═════ Excerpted text ═════

Aiming to express her ideas of hope, Vancouverite-turned-Brooklynite pianist Cat Toren, also a practitioner of sound healing, has composed a four-track album that is both cadenced and curious by drawing on multiple musical strands.
On Radiance in Veils, for instance, she uses the modal outpourings of Xavier Del Castillo’s tenor saxophone, multiple-string chording from Yoshie Fruchter’s oud plus the textures of chimes, tuning forks, singing bowls, rattles and bells to outline spinning and soothing 1970s-style spiritual jazz. But on Ignis Fatuus she creates a slow-burning swinger built on Jake Leckie’s walking bass line, with Del Castillo shouting in full bop-bluesy mode. In between, Toren varies the program from one signpost to the other. Added to each of the four tracks are cross pulses from drummer Matt Honor and her own playing which expresses stentorian notated music-styled glissandi and snapping jazz vamps in equal measures.

═════ Data for analysis ═════

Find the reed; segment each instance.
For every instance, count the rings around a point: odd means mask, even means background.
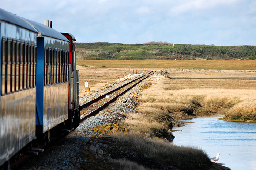
[[[256,93],[255,84],[253,80],[162,78],[142,92],[143,103],[138,109],[145,114],[150,112],[147,111],[148,108],[155,108],[166,113],[199,114],[225,109],[224,120],[255,121],[256,96],[252,95]]]
[[[194,147],[178,146],[141,134],[112,134],[115,141],[142,153],[155,163],[178,169],[200,169],[212,164],[205,152]]]

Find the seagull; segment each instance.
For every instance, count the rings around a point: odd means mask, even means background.
[[[216,156],[215,157],[214,157],[213,158],[211,158],[211,160],[212,160],[212,161],[215,161],[215,163],[216,162],[216,161],[218,161],[219,160],[219,155],[221,155],[219,154],[218,153],[217,154],[217,156]]]

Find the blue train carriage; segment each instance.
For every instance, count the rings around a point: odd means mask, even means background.
[[[0,8],[0,166],[36,138],[37,33]]]

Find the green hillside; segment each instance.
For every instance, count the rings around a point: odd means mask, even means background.
[[[256,59],[256,46],[221,46],[152,42],[143,44],[76,43],[78,60]]]

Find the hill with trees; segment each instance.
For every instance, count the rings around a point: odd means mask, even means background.
[[[98,42],[76,43],[78,60],[256,59],[256,46],[217,46],[150,42],[125,44]]]

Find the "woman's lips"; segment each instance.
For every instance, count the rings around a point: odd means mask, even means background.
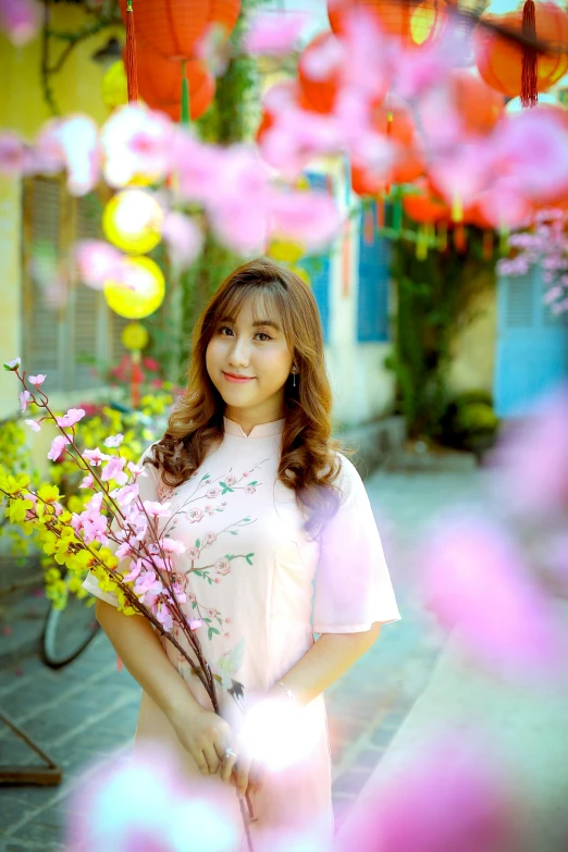
[[[254,375],[232,375],[231,373],[223,372],[227,382],[234,382],[235,384],[244,384],[245,382],[251,382]]]

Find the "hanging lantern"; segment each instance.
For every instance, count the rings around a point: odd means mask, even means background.
[[[102,213],[107,239],[123,251],[144,255],[161,239],[163,211],[155,196],[145,189],[116,193]]]
[[[341,42],[333,33],[320,33],[304,50],[298,62],[298,85],[308,109],[323,113],[333,110],[341,83]],[[328,61],[328,70],[321,73],[318,53],[332,57],[334,51],[337,51],[337,61]]]
[[[146,257],[124,258],[122,281],[104,282],[109,307],[127,320],[141,320],[153,313],[163,301],[165,281],[153,260]]]
[[[102,102],[108,110],[122,107],[128,101],[128,86],[124,62],[119,59],[104,72],[101,85]]]
[[[369,172],[357,163],[351,165],[351,186],[358,195],[388,192],[392,184],[407,184],[424,173],[425,162],[419,148],[419,137],[408,107],[393,96],[376,107],[372,127],[386,136],[394,146],[395,161],[384,175]]]
[[[538,53],[484,27],[498,24],[519,35],[554,45],[557,52]],[[568,71],[568,14],[553,2],[526,0],[503,11],[498,2],[485,9],[473,34],[473,54],[479,73],[489,86],[509,98],[520,96],[523,107],[532,107],[538,94],[546,91]],[[564,50],[563,50],[564,48]]]
[[[126,0],[120,4],[125,17]],[[218,25],[229,37],[239,12],[240,0],[136,0],[136,41],[146,41],[162,59],[194,59],[209,27]]]
[[[329,0],[328,15],[334,33],[342,33],[344,15],[351,9],[370,12],[381,29],[400,38],[407,48],[432,44],[447,23],[445,0]]]
[[[449,91],[468,133],[484,136],[503,115],[505,97],[487,86],[473,69],[453,69]]]
[[[136,7],[137,9],[138,7]],[[211,106],[215,81],[203,62],[163,59],[143,38],[137,38],[138,89],[152,110],[162,110],[178,122],[182,113],[182,81],[187,81],[189,116],[199,119]]]

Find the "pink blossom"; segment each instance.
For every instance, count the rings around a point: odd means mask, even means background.
[[[83,408],[70,408],[63,417],[57,417],[55,421],[62,429],[70,429],[71,427],[74,427],[75,423],[78,423],[84,417],[85,411]]]
[[[102,289],[106,281],[122,279],[123,256],[100,239],[77,243],[75,262],[81,280],[92,289]]]
[[[448,515],[420,554],[429,608],[472,657],[521,680],[558,675],[566,644],[558,614],[504,529]]]
[[[116,551],[116,556],[119,557],[119,559],[123,559],[125,556],[129,556],[131,553],[132,553],[131,545],[127,542],[125,542]],[[144,563],[141,559],[136,559],[136,561],[133,559],[131,563],[131,570],[128,571],[128,573],[124,575],[123,580],[128,583],[138,579],[139,573],[143,569],[143,565]]]
[[[144,465],[135,465],[134,461],[128,461],[126,467],[128,468],[128,470],[131,471],[131,473],[133,474],[133,477],[135,479],[138,479],[138,477],[147,477],[148,476]]]
[[[20,399],[20,410],[25,411],[27,406],[29,405],[29,400],[32,399],[32,394],[29,391],[22,391],[22,393],[18,396]]]
[[[109,437],[104,439],[104,446],[107,447],[120,447],[122,442],[124,441],[124,435],[119,432],[118,435],[109,435]]]
[[[158,621],[160,621],[161,625],[163,625],[165,630],[171,630],[173,627],[173,618],[172,613],[170,610],[170,607],[168,604],[160,604],[160,607],[158,612],[156,613],[156,617]]]
[[[116,110],[101,133],[107,182],[122,187],[140,174],[164,177],[173,139],[174,125],[164,113],[132,103]]]
[[[165,553],[175,553],[177,556],[185,553],[185,544],[177,539],[160,539],[160,547]]]
[[[455,727],[415,748],[387,783],[368,783],[336,850],[514,852],[520,816],[496,743]]]
[[[170,260],[178,269],[190,267],[203,246],[203,233],[195,220],[176,211],[165,214],[162,237],[168,244]]]
[[[143,506],[150,518],[166,518],[170,515],[169,503],[162,504],[162,503],[156,503],[149,499],[145,499]]]
[[[491,147],[495,174],[518,181],[530,198],[547,202],[566,192],[568,132],[553,113],[522,110],[506,115],[495,128]]]
[[[92,465],[94,468],[97,468],[99,465],[110,458],[110,456],[101,453],[98,447],[96,449],[84,449],[83,457],[87,459],[87,461]]]
[[[41,5],[36,0],[0,0],[0,29],[16,47],[35,38],[41,17]]]
[[[229,559],[225,559],[224,557],[221,559],[218,559],[215,561],[215,571],[221,575],[222,577],[225,577],[231,571],[231,563]]]
[[[306,14],[298,12],[259,12],[245,34],[243,47],[256,57],[285,57],[297,45],[306,22]]]
[[[124,465],[126,459],[119,456],[111,456],[108,464],[102,468],[100,478],[103,482],[109,482],[111,479],[124,485],[128,481],[127,473],[124,472]]]
[[[0,0],[2,2],[2,0]],[[11,131],[0,134],[0,174],[22,176],[29,166],[29,149]]]
[[[51,449],[48,453],[48,458],[51,459],[51,461],[57,461],[67,444],[71,444],[69,437],[64,435],[54,437],[51,442]]]

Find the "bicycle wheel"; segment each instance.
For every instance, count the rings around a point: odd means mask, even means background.
[[[95,607],[70,594],[64,609],[50,607],[41,637],[41,658],[50,668],[63,668],[85,651],[99,631]]]

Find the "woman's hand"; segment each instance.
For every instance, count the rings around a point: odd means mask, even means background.
[[[262,789],[264,767],[259,761],[252,760],[242,737],[234,739],[230,748],[233,754],[223,757],[221,779],[236,787],[239,799],[259,793]]]
[[[170,715],[183,748],[196,762],[201,775],[214,775],[233,739],[231,726],[217,713],[195,703]]]

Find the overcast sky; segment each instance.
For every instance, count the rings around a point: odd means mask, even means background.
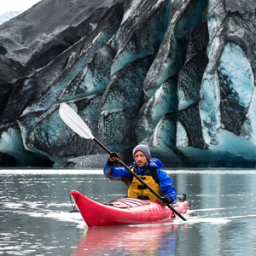
[[[25,11],[40,0],[0,0],[0,15],[5,11]]]

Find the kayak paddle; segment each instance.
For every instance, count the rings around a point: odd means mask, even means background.
[[[71,128],[74,132],[79,134],[80,137],[85,139],[91,139],[95,141],[98,145],[100,145],[106,152],[109,154],[112,153],[108,148],[106,148],[100,141],[98,141],[92,134],[90,128],[84,122],[84,120],[78,115],[78,113],[73,110],[67,104],[61,103],[59,114],[63,120],[63,122]],[[147,184],[139,176],[137,176],[134,172],[132,172],[130,167],[128,167],[121,160],[119,160],[120,163],[133,177],[135,177],[140,183],[142,183],[147,189],[148,189],[160,201],[163,198],[154,191],[148,184]],[[183,220],[187,220],[183,215],[181,215],[177,210],[175,210],[172,205],[167,205],[167,207],[175,212]]]

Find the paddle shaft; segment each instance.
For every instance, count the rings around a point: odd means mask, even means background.
[[[108,148],[106,148],[100,141],[98,141],[96,137],[93,138],[93,140],[100,145],[106,152],[108,152],[109,154],[112,153]],[[148,189],[149,189],[156,197],[158,197],[160,201],[162,201],[162,197],[155,191],[148,184],[147,184],[139,176],[137,176],[134,172],[131,170],[129,166],[127,166],[121,160],[119,160],[119,163],[120,163],[133,177],[135,177],[140,183],[142,183]],[[170,204],[167,205],[167,207],[175,212],[179,218],[181,218],[183,220],[187,220],[183,215],[181,215],[177,211],[176,211]]]

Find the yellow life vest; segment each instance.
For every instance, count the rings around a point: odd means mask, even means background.
[[[155,179],[152,176],[152,172],[154,172],[155,168],[148,168],[144,173],[142,175],[137,167],[131,168],[138,177],[140,177],[148,186],[150,186],[155,192],[159,195],[161,194],[159,183],[156,183]],[[156,172],[155,172],[156,176]],[[141,182],[139,182],[136,177],[133,177],[131,183],[128,189],[128,197],[139,198],[143,200],[151,200],[160,201],[159,198],[155,196],[148,189],[147,189]]]

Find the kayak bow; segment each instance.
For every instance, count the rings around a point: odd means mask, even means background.
[[[119,198],[101,203],[76,190],[73,190],[71,195],[89,227],[160,223],[170,220],[176,215],[157,201]],[[189,201],[178,201],[172,205],[183,214],[187,212]]]

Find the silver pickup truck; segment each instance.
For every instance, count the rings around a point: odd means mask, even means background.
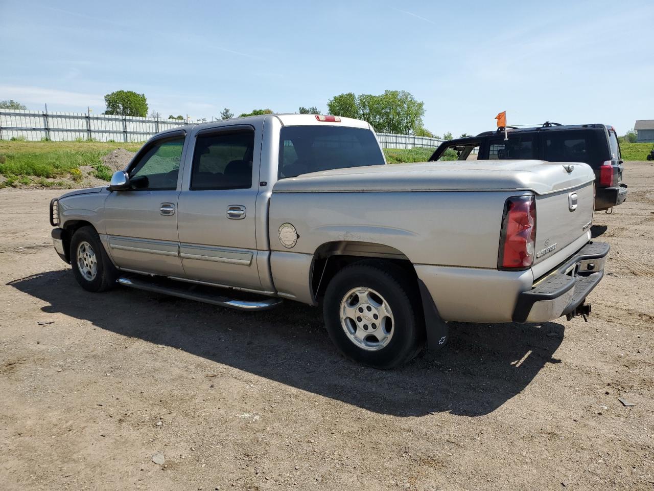
[[[449,321],[588,314],[609,249],[591,242],[594,179],[539,160],[387,165],[366,122],[266,115],[160,133],[50,219],[89,291],[322,304],[345,355],[388,369],[442,346]]]

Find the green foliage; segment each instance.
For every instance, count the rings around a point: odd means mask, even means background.
[[[408,134],[422,128],[424,103],[405,90],[385,90],[379,96],[341,94],[327,103],[330,114],[367,121],[377,132]]]
[[[120,146],[136,151],[141,145],[121,143]],[[92,166],[95,175],[109,180],[111,170],[102,165],[100,158],[116,148],[115,143],[86,141],[0,141],[0,175],[7,179],[5,187],[18,185],[23,176],[37,178],[31,183],[44,185],[43,182],[46,181],[41,179],[69,178],[75,181],[82,175],[81,166]],[[50,185],[60,187],[63,184],[63,181],[57,181]]]
[[[25,111],[27,108],[24,104],[16,102],[13,99],[8,101],[0,101],[0,109],[22,109]]]
[[[300,109],[298,110],[300,114],[320,114],[320,111],[318,110],[318,108],[315,105],[312,105],[311,107],[305,107],[304,106],[300,106]]]
[[[620,154],[625,160],[646,160],[652,143],[620,143]]]
[[[260,116],[264,114],[272,114],[271,109],[253,109],[251,113],[243,113],[239,115],[239,118],[245,118],[247,116]]]
[[[428,136],[430,138],[434,137],[434,134],[432,133],[429,130],[424,128],[424,126],[420,126],[417,128],[415,133],[414,133],[416,136]]]
[[[359,119],[361,117],[361,111],[354,92],[334,96],[327,103],[327,111],[330,115],[344,118]]]
[[[68,171],[69,173],[71,175],[71,179],[75,181],[76,183],[78,183],[82,180],[82,171],[78,169],[77,167],[74,169],[71,169]]]
[[[94,171],[91,173],[92,175],[107,182],[111,180],[111,175],[113,173],[111,172],[111,169],[107,166],[102,164],[95,164],[93,168]]]
[[[414,147],[412,149],[384,149],[386,161],[388,164],[406,162],[427,162],[436,149]]]
[[[618,141],[621,143],[635,143],[637,138],[638,134],[634,128],[631,128],[623,136],[618,137]]]
[[[105,96],[107,111],[105,114],[120,116],[140,116],[148,114],[148,103],[145,94],[131,90],[116,90]]]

═════

* _Work instructions_:
1. Give the name of every musician mentioned in the album review.
2. Write the next few sentences of the album review, picking up after its final sentence.
The rows aren't needed for any of this work.

* _Outputs by task_:
1. Cat Toren, Xavier Del Castillo, Yoshie Fruchter, Jake Leckie, Matt Honor

2.
Besides Del Castillo, whose intensity and variations move towards multiphonics and squeaking split tones, but never lose control, Fruchter’s string set is the secret weapon. Skillfully, he sometimes plucks and shapes his strings into patterns patterns that could originate in the Maghreb, while on other tracks more closely aligned to a finger-snapping pulse, he replicates sympathetic rhythm guitar chording.
It’s unsure how COVID-19, which arrived after this CD was recorded, has affected Toren’s upbeat ideas. But she and her fellow humans certainly demonstrate resilience and adaptability in musical form on this disc.